▶ [Exercise requirements]: Write out the records that appear below, verbatim and complete, but without pictures.

▶ [Supplied data]:
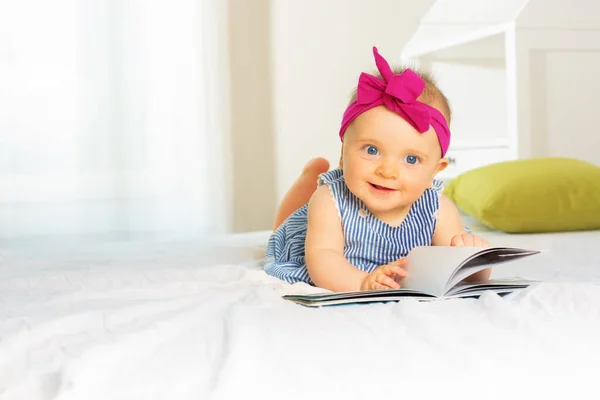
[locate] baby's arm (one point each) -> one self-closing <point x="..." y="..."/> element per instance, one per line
<point x="449" y="231"/>
<point x="327" y="266"/>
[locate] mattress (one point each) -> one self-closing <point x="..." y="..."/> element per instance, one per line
<point x="149" y="320"/>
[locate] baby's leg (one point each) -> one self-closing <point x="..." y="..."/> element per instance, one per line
<point x="301" y="191"/>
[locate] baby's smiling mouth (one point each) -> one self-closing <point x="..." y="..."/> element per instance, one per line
<point x="382" y="188"/>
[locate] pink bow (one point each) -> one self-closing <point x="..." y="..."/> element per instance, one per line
<point x="399" y="94"/>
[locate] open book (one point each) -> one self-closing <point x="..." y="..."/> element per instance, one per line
<point x="434" y="272"/>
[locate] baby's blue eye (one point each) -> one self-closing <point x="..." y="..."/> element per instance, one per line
<point x="412" y="159"/>
<point x="372" y="150"/>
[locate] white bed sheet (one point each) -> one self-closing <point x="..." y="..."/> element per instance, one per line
<point x="170" y="321"/>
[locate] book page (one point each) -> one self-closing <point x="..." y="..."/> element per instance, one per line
<point x="430" y="268"/>
<point x="487" y="259"/>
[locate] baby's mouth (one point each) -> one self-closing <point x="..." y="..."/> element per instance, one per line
<point x="383" y="188"/>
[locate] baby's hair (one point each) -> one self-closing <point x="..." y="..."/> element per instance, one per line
<point x="431" y="93"/>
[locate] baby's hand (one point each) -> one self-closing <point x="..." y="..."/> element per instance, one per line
<point x="466" y="240"/>
<point x="383" y="277"/>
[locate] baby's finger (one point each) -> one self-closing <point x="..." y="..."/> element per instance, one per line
<point x="390" y="270"/>
<point x="401" y="262"/>
<point x="388" y="282"/>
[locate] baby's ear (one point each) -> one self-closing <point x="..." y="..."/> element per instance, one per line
<point x="441" y="165"/>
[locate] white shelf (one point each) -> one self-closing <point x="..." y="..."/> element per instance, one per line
<point x="454" y="42"/>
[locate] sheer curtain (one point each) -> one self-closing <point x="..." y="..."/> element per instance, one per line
<point x="109" y="119"/>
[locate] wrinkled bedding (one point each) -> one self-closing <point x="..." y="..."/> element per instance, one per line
<point x="176" y="321"/>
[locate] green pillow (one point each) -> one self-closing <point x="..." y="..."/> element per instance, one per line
<point x="533" y="195"/>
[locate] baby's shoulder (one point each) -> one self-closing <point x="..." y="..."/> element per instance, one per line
<point x="333" y="177"/>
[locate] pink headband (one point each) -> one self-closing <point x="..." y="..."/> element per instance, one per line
<point x="398" y="93"/>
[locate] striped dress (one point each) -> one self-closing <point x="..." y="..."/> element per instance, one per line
<point x="368" y="241"/>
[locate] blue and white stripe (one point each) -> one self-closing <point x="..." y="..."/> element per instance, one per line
<point x="369" y="242"/>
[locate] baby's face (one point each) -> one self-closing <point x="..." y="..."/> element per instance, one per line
<point x="387" y="163"/>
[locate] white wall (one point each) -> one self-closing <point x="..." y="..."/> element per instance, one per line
<point x="293" y="66"/>
<point x="319" y="48"/>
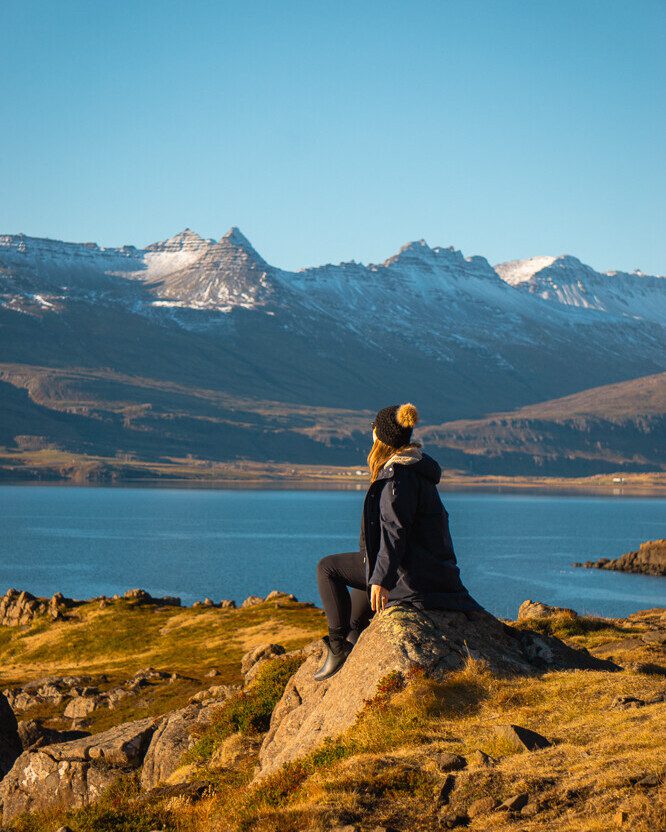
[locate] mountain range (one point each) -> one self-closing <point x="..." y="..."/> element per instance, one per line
<point x="196" y="347"/>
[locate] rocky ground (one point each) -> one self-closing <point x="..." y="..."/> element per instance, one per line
<point x="648" y="559"/>
<point x="136" y="714"/>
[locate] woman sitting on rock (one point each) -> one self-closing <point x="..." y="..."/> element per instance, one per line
<point x="406" y="553"/>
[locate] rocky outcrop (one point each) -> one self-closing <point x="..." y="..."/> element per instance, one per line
<point x="74" y="773"/>
<point x="536" y="609"/>
<point x="10" y="742"/>
<point x="648" y="559"/>
<point x="81" y="695"/>
<point x="34" y="735"/>
<point x="176" y="734"/>
<point x="252" y="660"/>
<point x="17" y="608"/>
<point x="399" y="640"/>
<point x="140" y="596"/>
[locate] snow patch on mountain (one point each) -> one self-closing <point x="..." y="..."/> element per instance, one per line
<point x="565" y="281"/>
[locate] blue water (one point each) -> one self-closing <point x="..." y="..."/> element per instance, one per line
<point x="233" y="543"/>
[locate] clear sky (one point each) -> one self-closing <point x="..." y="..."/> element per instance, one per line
<point x="332" y="131"/>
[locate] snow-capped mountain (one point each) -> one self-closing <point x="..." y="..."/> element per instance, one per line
<point x="177" y="338"/>
<point x="565" y="280"/>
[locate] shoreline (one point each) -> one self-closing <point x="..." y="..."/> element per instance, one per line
<point x="56" y="467"/>
<point x="580" y="486"/>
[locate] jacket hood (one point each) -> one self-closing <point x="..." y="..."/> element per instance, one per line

▶ [Expected output]:
[locate] baby's arm (one point each) -> one self-closing <point x="..." y="..."/> element per instance, one per line
<point x="449" y="231"/>
<point x="327" y="266"/>
[locate] mattress (one point each) -> one self-closing <point x="..." y="..."/> element per instance, one per line
<point x="149" y="320"/>
[locate] baby's leg (one point each) -> one self-closing <point x="..." y="..."/> element per instance, one per line
<point x="301" y="191"/>
[locate] baby's smiling mouth (one point each) -> one self-closing <point x="..." y="..."/> element per instance, one per line
<point x="382" y="188"/>
[locate] pink bow (one point each) -> one self-closing <point x="..." y="..."/> element per instance, one per line
<point x="399" y="94"/>
[locate] open book (one point each) -> one self-closing <point x="..." y="..."/> element per instance, one per line
<point x="434" y="272"/>
[locate] baby's blue eye (one point each) -> one self-closing <point x="..." y="..."/> element per instance, one per line
<point x="412" y="159"/>
<point x="372" y="150"/>
[locate] white bed sheet (one point each) -> one self-closing <point x="..." y="..."/> element per instance, one per line
<point x="170" y="321"/>
[locate] book page (one point each) -> one self-closing <point x="..." y="..."/> element per instance, one per line
<point x="430" y="268"/>
<point x="487" y="259"/>
[locate] baby's mouth (one point each) -> one self-closing <point x="..." y="..."/> element per instance, one per line
<point x="383" y="188"/>
[locate] baby's hair (one point each) -> one self-closing <point x="..." y="..."/> element per instance, one per line
<point x="431" y="93"/>
[locate] baby's hand (one point each) -> one self-closing <point x="..." y="..."/> element per instance, one per line
<point x="466" y="240"/>
<point x="383" y="277"/>
[locate] baby's finger (one point each) -> one self-closing <point x="..." y="..."/> element per instance, one per line
<point x="390" y="270"/>
<point x="401" y="262"/>
<point x="388" y="282"/>
[locate] baby's ear (one point each) -> one self-closing <point x="..." y="..."/> element per instance, one per line
<point x="441" y="165"/>
[locate] white shelf (one point each) -> one self-closing <point x="..." y="..."/> element per instance, one per line
<point x="454" y="42"/>
[locate] sheer curtain (one point each) -> one self-closing <point x="..." y="..."/> element per instance, one per line
<point x="109" y="119"/>
[locate] wrinkled bedding (one point each) -> one self-closing <point x="..." y="..."/> element per instance, one per line
<point x="176" y="321"/>
[locate] green pillow (one point each) -> one self-closing <point x="..." y="..."/> element per instance, one per line
<point x="533" y="195"/>
[locate] baby's shoulder (one point each) -> one self-closing <point x="..." y="..."/> element per instance, one per line
<point x="333" y="177"/>
[locate] pink headband (one point each) -> one self-closing <point x="..." y="..."/> element per instance, one per line
<point x="398" y="93"/>
[locate] striped dress (one point each) -> one self-closing <point x="..." y="..."/> element per instance, one per line
<point x="368" y="241"/>
[locate] blue and white stripe (one point each) -> one self-closing <point x="..." y="..."/> element per instance, one per line
<point x="369" y="242"/>
[locate] baby's face (one point each) -> one self-closing <point x="..." y="..."/> element per instance, one per line
<point x="387" y="163"/>
[locate] white wall (one point each) -> one self-closing <point x="..." y="..."/> element per instance, one per line
<point x="293" y="66"/>
<point x="319" y="48"/>
[locate] mountain range (one point each) -> one self-closing <point x="..." y="..."/> element per instance, one per line
<point x="196" y="347"/>
[locate] rocky ground (one point each) -> one self-closing <point x="..." y="..."/> element per instance, one per line
<point x="648" y="559"/>
<point x="136" y="714"/>
[locate] woman sitting on rock (one point each) -> one self-closing <point x="..." y="..."/> element per instance, one per line
<point x="406" y="553"/>
[locate] rocky outcrop (one point each) -> one self-closing <point x="..." y="..."/> element per instance, one per line
<point x="74" y="773"/>
<point x="536" y="609"/>
<point x="10" y="742"/>
<point x="648" y="559"/>
<point x="81" y="695"/>
<point x="34" y="735"/>
<point x="176" y="734"/>
<point x="252" y="660"/>
<point x="17" y="608"/>
<point x="399" y="640"/>
<point x="140" y="596"/>
[locate] snow patch on mountain (one point each) -> one self-closing <point x="..." y="..."/> element per instance, one per line
<point x="565" y="281"/>
[locate] blue water (one point each) -> one self-closing <point x="..." y="..."/> element per instance, one per line
<point x="233" y="543"/>
[locate] clear sky (one point each) -> one self-closing <point x="..." y="..."/> element per instance, one per line
<point x="332" y="131"/>
[locate] snow-capped mountain (one point each) -> one self-closing <point x="..." y="..."/> element per instance, one per line
<point x="177" y="338"/>
<point x="565" y="280"/>
[locate] shoreline (one point each) -> one self-closing <point x="..." y="..."/> element per instance, one per line
<point x="56" y="467"/>
<point x="580" y="486"/>
[locate] jacket hood (one point each) -> one self-closing <point x="..." y="..."/> element per instance, one per line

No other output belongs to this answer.